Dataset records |
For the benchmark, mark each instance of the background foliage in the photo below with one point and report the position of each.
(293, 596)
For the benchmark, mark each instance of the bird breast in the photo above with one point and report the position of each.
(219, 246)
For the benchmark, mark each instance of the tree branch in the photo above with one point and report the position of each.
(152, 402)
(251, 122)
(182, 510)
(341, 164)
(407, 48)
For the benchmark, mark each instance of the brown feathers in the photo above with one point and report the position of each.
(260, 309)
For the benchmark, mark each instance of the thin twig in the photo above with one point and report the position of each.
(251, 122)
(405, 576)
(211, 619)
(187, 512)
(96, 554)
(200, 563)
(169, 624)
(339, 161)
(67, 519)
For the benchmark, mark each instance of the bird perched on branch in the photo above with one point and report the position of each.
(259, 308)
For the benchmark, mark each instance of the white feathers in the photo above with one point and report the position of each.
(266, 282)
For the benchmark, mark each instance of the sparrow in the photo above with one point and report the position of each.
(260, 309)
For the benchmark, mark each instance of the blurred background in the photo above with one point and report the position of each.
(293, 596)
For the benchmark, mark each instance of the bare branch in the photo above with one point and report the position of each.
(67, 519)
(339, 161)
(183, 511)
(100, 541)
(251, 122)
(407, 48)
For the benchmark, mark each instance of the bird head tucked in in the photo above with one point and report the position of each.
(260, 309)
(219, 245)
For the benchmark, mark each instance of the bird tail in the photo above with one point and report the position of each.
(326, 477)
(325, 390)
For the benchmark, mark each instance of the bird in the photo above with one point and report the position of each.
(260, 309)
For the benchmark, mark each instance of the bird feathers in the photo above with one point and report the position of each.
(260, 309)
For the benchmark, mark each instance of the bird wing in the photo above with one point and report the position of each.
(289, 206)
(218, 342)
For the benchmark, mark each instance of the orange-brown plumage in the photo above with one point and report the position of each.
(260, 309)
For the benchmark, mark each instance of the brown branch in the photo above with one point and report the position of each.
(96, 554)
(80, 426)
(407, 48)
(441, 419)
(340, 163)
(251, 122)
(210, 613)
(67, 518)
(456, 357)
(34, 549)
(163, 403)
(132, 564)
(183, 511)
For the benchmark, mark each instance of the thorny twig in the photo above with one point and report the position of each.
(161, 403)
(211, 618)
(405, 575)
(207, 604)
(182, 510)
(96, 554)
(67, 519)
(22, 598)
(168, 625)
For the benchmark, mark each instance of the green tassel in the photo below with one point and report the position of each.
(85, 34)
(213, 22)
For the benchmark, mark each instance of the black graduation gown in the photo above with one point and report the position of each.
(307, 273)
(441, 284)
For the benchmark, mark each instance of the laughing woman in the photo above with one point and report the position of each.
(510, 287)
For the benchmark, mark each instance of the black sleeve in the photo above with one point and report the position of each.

SET PROBLEM | Render the lines from the one containing "For the benchmark, mark each instance of the thorny" through the last line of the data above, both included, as a numbered list with blank lines omitted.

REPLY TO THE TASK |
1. For the benchmark, mark each instance of the thorny twig in the photo above with one point and report the position of each.
2. (161, 403)
3. (211, 618)
4. (405, 575)
5. (207, 604)
6. (182, 510)
7. (96, 554)
8. (67, 519)
9. (22, 598)
10. (168, 625)
11. For the benchmark, mark each instance of the green tassel in the photo below with one point and report the position of each.
12. (85, 34)
13. (213, 22)
14. For the benchmark, mark each instance of the black graduation gown in the photo above with one point and report the position of each.
15. (307, 273)
16. (441, 284)
17. For the benchmark, mark each instance of the laughing woman in the photo above with one point and report the position of each.
18. (510, 287)
19. For the benchmark, mark each instance of the black sleeve in the photo above with one point and report the position of each.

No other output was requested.